**Task objective**
Each line from the one containing "the boy's bare foot" through the last line of the material below is to be transcribed exactly, with nothing else included.

**Entries provided**
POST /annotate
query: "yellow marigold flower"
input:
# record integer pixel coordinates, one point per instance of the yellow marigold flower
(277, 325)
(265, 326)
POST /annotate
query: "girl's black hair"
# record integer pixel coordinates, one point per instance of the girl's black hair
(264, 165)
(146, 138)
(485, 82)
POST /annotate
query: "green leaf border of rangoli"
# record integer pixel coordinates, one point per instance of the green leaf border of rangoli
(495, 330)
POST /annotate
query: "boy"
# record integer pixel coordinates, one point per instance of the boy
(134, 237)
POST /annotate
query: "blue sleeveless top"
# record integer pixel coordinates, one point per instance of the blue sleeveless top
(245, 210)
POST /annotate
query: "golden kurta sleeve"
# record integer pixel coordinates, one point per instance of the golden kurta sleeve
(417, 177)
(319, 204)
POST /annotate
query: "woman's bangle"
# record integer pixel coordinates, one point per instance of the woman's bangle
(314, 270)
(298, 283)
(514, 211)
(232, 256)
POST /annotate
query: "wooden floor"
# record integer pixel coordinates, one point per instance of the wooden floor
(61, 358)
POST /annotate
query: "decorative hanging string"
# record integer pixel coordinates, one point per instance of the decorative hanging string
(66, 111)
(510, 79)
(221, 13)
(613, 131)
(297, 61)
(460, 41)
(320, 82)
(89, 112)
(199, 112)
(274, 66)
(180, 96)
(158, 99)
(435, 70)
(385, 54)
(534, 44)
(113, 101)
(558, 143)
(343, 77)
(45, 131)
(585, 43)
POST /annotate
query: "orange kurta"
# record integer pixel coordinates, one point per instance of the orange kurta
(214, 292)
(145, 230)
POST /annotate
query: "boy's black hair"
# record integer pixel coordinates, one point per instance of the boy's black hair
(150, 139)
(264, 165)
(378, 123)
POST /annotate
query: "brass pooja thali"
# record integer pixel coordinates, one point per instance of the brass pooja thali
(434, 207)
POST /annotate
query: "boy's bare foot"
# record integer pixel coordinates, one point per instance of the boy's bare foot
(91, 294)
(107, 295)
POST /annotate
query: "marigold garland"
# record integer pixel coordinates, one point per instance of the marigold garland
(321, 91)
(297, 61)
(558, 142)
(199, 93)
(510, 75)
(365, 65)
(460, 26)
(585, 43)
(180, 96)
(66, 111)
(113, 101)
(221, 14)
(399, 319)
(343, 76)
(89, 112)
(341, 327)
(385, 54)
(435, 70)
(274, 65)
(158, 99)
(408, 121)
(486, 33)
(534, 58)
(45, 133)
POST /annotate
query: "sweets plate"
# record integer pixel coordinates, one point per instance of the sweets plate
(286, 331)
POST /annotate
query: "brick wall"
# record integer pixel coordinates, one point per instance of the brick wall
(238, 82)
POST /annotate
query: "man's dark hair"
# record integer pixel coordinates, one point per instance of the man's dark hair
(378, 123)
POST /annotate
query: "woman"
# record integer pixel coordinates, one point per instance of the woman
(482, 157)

**Problem solution**
# record integer pixel coordinates, one point per instance of the boy's bare foot
(91, 294)
(107, 295)
POST /annotate
query: "marigold garland"
# record integer pixel coordinates, one point per instance of the marigold garland
(321, 91)
(297, 61)
(558, 142)
(199, 93)
(510, 75)
(365, 65)
(460, 26)
(585, 43)
(180, 96)
(66, 111)
(113, 101)
(221, 14)
(399, 319)
(343, 76)
(89, 112)
(341, 327)
(385, 54)
(435, 70)
(274, 65)
(158, 99)
(408, 121)
(486, 33)
(534, 58)
(45, 133)
POST /annotate
query: "sweets plate"
# record integer pixel coordinates, one point per instance of the sweets plate
(286, 331)
POST /annotate
query: "brick wall"
# record integer pixel coordinates, one point per instance of the brick wall
(238, 82)
POST /annotate
query: "man's dark hair"
# record integer pixel coordinates, one point per instance of the man's dark hair
(378, 123)
POST /annotate
query: "woman"
# record integer pixel coordinates, one point per instance of the woman
(482, 157)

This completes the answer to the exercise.